Data entries:
** Start **

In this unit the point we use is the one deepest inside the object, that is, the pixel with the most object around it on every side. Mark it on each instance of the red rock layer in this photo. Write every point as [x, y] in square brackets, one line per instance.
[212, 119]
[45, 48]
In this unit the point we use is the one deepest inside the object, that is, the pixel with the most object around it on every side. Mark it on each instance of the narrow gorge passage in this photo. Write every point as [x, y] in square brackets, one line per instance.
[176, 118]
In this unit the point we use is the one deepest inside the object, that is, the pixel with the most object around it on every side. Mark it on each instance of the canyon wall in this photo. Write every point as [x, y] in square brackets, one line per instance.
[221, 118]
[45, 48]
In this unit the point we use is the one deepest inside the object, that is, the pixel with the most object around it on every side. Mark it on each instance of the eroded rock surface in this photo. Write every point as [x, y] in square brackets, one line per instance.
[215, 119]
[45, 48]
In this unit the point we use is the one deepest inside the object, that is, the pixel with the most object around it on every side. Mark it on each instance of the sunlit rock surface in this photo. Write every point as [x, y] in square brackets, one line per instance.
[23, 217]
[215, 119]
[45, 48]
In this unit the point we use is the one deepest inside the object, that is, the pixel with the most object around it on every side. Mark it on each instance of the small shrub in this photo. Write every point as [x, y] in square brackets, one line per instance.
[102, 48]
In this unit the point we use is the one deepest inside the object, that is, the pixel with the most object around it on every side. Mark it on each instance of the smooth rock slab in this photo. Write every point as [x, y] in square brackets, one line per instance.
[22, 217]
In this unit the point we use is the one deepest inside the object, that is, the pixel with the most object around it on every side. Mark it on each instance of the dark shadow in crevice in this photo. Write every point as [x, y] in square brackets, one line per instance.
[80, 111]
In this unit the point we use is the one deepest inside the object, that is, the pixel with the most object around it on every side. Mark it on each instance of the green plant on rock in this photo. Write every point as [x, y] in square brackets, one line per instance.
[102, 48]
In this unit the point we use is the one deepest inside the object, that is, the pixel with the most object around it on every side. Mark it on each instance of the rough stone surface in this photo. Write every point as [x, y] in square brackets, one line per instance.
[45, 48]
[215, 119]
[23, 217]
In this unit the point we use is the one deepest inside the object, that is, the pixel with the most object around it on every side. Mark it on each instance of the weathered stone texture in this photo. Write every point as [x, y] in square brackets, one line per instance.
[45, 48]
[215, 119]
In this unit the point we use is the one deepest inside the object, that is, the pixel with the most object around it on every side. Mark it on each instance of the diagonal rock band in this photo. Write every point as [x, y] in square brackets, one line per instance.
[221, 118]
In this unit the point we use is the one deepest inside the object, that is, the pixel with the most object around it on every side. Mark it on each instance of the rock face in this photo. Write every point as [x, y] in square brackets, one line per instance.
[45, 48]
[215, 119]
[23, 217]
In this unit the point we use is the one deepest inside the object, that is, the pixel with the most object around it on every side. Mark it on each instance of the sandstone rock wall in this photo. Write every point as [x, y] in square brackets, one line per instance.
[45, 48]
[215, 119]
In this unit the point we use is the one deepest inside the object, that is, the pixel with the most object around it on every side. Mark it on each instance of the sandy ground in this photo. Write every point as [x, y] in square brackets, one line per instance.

** End **

DIRECTIONS>
Copy the records from the line containing "of the rock" through the end of the records, with "photo" swapped for "image" and everything else left as it is. Give only those lines.

PROBLEM SOLUTION>
In this unit the point we use is the one deepest inside the object, that is, the pixel with the most object around it on every side. Mark it on each instance of the rock face in this image. Write every point as [x, y] in square brackets, one line per instance.
[45, 48]
[215, 119]
[23, 217]
In this unit the point we use is the one deepest inside the object, that is, the pixel with the most object around it on every side. Mark it on each instance of the sandstone rock wall in this image. Write every point as [x, y] in square brackets, one line per instance.
[45, 48]
[215, 119]
In this unit the point we use is the one deepest inside the object, that is, the pixel with the most object around it on every side. Mark it on each instance of the sandy ground in this image. Write every point as [x, y] in square brackets, one line per instance.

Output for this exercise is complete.